◆ WORK TO COMPLETE: Please repeat the line that contains "I'd appreciate your assistance detecting the truck door" and every line after it, exactly, through the end of the records.

◆ Excerpts from a dataset:
>>
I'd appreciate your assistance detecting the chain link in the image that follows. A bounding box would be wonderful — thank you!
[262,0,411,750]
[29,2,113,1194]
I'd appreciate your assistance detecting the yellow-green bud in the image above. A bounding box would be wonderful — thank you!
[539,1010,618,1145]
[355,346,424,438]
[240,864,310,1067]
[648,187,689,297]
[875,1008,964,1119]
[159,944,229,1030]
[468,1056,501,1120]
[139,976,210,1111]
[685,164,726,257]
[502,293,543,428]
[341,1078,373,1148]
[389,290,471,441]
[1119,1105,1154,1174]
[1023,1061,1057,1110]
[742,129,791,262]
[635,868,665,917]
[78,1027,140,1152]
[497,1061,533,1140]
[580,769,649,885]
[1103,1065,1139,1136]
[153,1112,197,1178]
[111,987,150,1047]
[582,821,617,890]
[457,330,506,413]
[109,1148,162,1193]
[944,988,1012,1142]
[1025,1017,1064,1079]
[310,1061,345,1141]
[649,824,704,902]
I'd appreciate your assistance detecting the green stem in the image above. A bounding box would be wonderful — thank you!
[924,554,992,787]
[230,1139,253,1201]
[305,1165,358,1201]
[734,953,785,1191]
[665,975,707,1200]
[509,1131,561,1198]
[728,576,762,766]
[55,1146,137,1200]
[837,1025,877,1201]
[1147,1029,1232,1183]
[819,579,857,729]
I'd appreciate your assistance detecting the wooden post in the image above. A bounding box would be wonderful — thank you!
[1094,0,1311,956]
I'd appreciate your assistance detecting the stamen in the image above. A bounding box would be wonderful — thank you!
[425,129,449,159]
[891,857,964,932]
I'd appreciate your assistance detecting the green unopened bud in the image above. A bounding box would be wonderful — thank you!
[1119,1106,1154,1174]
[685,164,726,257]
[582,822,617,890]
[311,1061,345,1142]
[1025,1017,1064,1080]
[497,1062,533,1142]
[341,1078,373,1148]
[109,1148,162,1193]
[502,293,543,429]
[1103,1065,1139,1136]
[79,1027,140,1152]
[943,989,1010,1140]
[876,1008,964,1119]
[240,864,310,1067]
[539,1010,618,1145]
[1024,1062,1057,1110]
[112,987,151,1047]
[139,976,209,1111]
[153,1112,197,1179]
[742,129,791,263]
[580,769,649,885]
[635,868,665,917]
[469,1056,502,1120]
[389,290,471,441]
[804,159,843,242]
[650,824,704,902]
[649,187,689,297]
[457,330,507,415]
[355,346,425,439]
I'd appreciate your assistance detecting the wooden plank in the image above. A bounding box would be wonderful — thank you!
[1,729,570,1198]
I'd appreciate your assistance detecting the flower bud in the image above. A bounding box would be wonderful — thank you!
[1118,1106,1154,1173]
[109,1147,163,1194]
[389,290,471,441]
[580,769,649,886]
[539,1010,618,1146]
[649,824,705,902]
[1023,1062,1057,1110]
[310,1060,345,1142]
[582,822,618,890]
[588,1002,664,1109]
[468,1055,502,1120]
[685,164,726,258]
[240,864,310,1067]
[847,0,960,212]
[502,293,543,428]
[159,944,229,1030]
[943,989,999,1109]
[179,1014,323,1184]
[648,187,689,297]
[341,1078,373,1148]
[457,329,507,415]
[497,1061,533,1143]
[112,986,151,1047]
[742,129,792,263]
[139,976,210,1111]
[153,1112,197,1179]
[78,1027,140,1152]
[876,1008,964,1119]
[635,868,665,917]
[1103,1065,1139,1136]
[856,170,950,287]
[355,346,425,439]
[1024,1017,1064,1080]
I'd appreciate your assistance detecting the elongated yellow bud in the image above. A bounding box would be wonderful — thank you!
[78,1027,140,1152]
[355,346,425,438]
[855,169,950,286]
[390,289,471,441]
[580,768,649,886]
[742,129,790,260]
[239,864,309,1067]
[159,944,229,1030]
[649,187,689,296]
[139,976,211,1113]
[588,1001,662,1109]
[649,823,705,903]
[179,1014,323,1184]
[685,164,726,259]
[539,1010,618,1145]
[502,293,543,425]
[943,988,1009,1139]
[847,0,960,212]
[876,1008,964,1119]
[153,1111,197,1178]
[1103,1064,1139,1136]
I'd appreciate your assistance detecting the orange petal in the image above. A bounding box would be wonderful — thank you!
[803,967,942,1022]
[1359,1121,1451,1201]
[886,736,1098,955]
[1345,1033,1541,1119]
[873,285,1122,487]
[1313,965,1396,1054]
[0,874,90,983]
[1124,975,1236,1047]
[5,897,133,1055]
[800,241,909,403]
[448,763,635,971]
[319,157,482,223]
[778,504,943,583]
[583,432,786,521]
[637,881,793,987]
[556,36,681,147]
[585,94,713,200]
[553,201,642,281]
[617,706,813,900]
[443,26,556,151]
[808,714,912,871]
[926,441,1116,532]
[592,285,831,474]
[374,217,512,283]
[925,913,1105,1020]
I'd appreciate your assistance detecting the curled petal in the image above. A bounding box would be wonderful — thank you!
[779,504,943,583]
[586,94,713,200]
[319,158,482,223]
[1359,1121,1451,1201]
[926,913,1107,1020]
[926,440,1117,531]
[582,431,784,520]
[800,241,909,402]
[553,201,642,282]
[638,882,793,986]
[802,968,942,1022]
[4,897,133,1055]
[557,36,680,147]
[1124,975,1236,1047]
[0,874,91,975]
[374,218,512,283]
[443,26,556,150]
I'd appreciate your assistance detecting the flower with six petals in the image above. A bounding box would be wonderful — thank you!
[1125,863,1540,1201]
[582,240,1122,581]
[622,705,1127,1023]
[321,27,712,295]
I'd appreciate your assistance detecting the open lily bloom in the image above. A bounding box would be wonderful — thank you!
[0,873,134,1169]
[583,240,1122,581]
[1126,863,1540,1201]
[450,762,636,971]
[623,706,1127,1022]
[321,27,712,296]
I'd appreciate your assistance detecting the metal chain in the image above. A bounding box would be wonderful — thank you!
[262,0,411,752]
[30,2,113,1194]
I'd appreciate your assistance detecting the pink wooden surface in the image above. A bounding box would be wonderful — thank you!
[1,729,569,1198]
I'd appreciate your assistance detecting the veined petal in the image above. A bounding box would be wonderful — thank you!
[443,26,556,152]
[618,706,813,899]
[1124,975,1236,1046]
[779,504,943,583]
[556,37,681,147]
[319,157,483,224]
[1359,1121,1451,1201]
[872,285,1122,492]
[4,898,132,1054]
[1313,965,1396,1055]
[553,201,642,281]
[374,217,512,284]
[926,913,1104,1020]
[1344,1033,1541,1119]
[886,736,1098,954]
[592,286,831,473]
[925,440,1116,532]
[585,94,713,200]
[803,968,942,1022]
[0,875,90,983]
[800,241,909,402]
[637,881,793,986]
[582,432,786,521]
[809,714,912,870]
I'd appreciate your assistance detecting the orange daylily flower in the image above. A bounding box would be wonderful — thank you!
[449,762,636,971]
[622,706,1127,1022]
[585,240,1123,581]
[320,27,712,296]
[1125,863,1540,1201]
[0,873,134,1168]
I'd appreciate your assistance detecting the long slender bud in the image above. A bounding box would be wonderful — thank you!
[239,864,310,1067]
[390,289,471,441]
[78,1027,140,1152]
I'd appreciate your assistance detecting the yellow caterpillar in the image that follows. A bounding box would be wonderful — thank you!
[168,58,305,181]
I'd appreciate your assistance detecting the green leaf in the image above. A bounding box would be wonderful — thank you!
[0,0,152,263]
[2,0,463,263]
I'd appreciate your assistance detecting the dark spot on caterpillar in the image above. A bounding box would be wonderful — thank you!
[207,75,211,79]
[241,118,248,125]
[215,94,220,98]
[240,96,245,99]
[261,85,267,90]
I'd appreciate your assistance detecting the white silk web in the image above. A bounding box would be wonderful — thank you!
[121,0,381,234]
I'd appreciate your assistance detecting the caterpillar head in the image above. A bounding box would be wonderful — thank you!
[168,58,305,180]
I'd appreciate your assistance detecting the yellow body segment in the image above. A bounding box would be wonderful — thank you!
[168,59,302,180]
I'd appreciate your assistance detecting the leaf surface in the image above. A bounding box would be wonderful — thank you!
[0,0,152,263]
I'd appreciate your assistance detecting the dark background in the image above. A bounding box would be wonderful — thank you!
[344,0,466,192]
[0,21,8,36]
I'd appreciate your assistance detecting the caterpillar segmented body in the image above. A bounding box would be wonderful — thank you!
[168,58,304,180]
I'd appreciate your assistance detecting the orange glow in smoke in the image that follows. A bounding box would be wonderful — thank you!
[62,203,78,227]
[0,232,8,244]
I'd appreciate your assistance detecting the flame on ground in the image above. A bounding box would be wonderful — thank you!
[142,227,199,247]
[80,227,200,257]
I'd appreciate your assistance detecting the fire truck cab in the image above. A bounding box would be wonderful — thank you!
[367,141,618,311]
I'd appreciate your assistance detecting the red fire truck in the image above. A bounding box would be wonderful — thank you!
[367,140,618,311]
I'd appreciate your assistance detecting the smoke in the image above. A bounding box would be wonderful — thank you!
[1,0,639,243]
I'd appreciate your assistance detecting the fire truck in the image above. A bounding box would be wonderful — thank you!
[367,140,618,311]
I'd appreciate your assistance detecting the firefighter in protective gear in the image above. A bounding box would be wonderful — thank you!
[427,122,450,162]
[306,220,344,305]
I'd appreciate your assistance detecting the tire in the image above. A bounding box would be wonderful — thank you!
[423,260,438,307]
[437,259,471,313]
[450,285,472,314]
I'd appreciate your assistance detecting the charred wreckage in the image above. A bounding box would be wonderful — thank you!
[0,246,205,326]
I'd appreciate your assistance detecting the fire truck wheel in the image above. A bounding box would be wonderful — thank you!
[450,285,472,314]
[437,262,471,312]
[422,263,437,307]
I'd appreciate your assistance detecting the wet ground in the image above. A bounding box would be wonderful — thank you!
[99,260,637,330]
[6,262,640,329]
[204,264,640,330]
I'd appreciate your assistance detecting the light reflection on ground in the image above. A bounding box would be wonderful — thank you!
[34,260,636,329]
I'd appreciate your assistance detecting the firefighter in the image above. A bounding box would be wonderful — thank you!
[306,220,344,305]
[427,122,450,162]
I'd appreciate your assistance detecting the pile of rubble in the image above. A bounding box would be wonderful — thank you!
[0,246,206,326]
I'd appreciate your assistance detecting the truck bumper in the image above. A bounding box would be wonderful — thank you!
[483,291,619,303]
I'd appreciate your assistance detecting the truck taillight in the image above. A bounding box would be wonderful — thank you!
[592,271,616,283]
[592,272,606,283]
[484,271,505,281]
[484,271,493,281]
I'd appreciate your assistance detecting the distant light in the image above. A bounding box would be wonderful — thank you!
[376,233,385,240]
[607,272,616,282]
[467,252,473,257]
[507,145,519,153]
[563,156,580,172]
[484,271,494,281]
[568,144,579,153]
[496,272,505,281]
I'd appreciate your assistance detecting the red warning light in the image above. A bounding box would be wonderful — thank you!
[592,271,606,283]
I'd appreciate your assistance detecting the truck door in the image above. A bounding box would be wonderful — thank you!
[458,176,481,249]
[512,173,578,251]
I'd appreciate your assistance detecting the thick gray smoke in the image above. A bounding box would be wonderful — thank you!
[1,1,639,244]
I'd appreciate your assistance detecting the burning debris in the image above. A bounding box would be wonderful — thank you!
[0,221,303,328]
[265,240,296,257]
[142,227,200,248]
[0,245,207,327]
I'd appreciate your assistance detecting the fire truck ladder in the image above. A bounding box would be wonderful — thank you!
<<
◆ EXPECTED OUTPUT:
I'd appreciate your assistance detecting the truck door in the image above. A bounding box would be wonderful — thank you!
[458,176,481,249]
[512,173,578,251]
I'd appreciate your assistance detecting the thick gray smoke in the image above. A bounding box would be wonderful — thank you!
[1,1,639,244]
I'd appreciate your assistance detecting the burning debris in the image above. A bounding box would be wonderful — thank you!
[0,221,303,328]
[265,240,296,257]
[142,227,200,248]
[0,245,207,327]
I'd appreciate your assistance detecting the fire truck ladder in the image above. A bounding box would be wonderful — thank you!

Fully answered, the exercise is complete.